▶ _Exercise_: Write out the material below exactly, beginning at the line that contains "sun hat, put" and ending with its last line, both ends included; write nothing else.

▶ _Data listing_:

---

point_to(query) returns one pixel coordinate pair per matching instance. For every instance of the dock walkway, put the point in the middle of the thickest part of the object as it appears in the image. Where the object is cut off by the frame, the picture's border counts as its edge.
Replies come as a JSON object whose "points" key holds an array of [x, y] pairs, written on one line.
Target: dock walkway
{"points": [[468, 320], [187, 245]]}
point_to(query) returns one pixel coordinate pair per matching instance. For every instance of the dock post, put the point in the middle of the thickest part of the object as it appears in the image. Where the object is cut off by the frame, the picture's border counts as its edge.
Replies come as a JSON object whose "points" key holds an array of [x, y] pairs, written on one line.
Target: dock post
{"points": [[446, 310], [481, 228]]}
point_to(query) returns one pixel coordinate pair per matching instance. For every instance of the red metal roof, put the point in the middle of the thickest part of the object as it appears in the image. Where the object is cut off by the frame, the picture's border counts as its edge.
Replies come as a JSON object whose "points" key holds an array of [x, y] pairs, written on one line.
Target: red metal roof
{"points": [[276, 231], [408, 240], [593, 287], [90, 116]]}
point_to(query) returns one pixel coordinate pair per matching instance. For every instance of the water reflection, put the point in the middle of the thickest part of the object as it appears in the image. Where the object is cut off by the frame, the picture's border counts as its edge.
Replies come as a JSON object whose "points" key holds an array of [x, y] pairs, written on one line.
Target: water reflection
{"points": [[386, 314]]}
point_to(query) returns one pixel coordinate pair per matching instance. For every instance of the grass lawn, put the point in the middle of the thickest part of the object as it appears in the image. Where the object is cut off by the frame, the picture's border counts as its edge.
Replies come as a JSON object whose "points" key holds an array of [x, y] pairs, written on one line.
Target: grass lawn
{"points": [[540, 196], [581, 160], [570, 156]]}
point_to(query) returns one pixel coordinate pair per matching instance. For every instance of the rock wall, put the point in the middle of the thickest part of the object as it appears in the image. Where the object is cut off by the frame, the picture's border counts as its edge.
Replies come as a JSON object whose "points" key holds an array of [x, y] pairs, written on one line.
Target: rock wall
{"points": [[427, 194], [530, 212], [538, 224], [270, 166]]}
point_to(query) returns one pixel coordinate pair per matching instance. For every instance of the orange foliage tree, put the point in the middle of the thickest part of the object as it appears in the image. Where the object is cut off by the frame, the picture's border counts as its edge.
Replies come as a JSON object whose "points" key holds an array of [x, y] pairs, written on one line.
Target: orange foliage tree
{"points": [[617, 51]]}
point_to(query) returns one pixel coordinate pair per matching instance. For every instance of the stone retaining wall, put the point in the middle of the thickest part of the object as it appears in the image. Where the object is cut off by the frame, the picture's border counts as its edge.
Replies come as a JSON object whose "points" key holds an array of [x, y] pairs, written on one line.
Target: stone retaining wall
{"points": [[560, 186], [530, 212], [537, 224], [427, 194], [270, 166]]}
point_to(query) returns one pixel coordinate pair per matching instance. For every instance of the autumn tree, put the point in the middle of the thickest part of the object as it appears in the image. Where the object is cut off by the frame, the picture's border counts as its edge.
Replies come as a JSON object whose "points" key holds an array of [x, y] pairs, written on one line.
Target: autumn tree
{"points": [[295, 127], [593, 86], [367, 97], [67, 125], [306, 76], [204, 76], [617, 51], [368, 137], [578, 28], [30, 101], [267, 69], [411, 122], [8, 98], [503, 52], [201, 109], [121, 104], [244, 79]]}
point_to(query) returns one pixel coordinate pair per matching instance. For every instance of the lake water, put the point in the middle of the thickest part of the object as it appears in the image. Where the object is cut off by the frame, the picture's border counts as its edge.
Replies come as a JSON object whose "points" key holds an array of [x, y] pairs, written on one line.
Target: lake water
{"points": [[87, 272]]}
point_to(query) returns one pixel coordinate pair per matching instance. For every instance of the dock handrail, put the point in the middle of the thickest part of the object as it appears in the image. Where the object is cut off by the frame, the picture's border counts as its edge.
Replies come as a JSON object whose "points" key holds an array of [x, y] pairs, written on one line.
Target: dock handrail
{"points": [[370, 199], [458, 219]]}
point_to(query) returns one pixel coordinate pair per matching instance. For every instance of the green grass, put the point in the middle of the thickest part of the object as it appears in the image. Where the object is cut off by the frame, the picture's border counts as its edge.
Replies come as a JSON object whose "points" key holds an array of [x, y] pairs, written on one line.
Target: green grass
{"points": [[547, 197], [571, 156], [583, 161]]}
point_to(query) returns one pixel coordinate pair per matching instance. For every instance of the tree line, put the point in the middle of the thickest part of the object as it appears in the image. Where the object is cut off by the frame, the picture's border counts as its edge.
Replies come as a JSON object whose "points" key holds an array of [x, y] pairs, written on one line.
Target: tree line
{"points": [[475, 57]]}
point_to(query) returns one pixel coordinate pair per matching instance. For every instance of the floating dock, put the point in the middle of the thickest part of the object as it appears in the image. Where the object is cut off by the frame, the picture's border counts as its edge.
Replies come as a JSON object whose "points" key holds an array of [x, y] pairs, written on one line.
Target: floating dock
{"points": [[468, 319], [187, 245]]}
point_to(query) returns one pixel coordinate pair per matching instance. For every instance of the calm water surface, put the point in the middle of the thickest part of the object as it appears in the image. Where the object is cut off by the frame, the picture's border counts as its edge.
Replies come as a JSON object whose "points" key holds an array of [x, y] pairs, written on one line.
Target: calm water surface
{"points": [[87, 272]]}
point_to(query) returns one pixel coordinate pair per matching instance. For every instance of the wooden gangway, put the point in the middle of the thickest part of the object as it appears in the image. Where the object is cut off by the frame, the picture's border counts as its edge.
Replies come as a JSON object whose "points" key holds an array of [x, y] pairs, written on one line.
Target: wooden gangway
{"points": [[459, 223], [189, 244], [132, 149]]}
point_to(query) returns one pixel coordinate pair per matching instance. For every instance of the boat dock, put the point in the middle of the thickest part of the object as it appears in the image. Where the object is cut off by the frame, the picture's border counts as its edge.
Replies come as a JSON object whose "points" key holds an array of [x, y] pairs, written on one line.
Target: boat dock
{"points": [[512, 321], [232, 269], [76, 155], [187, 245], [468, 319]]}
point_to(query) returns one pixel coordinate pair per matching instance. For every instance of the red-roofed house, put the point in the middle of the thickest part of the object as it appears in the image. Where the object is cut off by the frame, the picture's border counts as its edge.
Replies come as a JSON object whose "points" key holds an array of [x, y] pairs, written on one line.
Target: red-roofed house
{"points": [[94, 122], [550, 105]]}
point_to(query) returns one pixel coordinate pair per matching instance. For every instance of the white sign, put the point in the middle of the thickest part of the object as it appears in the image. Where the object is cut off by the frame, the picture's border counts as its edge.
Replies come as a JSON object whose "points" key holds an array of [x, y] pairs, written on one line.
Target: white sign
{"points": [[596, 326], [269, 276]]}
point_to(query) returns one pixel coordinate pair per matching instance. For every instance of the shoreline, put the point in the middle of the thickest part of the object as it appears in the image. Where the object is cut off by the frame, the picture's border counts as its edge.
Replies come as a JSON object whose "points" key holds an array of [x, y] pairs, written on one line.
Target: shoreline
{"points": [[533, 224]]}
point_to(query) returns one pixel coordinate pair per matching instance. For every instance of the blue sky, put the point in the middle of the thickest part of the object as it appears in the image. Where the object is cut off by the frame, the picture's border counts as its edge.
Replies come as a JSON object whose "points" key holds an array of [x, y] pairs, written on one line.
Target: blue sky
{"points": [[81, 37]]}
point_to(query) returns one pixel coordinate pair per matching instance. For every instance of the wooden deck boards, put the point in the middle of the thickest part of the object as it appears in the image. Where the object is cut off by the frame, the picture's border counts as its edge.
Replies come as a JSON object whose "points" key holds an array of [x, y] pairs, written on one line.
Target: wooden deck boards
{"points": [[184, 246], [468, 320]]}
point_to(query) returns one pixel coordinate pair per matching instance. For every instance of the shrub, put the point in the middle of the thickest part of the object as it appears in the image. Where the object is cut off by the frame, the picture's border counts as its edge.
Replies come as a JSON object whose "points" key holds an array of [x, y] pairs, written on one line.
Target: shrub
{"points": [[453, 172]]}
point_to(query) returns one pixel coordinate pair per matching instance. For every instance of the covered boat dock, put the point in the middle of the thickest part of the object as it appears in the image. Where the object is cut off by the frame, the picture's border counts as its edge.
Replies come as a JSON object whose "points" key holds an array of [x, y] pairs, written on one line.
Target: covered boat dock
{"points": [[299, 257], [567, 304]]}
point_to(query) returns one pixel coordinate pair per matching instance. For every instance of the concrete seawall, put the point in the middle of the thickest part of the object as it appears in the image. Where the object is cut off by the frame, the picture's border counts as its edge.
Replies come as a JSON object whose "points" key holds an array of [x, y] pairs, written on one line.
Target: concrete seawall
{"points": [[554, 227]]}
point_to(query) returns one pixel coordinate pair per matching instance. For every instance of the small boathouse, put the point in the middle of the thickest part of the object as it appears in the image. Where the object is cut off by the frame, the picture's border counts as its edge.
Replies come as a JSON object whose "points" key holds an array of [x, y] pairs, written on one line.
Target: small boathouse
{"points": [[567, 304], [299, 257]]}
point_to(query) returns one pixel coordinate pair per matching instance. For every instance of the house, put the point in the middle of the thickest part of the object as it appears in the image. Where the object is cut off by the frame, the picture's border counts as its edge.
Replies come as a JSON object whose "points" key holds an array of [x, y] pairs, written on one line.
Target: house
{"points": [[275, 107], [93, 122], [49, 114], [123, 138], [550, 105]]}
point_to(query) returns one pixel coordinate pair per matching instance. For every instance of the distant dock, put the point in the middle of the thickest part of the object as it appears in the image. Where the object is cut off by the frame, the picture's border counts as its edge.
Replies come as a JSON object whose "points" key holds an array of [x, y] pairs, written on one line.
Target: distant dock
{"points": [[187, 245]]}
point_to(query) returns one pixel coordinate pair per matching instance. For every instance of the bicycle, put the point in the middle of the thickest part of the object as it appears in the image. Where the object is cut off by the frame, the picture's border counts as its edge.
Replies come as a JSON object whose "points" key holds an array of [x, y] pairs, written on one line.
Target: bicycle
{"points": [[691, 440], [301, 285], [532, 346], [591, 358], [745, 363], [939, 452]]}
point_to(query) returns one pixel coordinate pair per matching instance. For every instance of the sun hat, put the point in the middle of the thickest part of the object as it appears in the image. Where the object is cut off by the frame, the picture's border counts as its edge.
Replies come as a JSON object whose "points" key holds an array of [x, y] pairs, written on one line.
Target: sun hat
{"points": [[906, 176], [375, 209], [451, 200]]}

---

▶ _Complete output_:
point_to(query) returns one pixel coordinate pair per matching instance. For every instance of the sun hat, put the point in the middle of the thickest part of the object as it appears in the image. Where the object is cut off by the frame, the picture's border counts as its edge.
Replies come as a JSON object whose "points" key holds an array of [x, y] pairs, written on one line.
Target: sun hat
{"points": [[906, 176], [375, 209], [451, 200]]}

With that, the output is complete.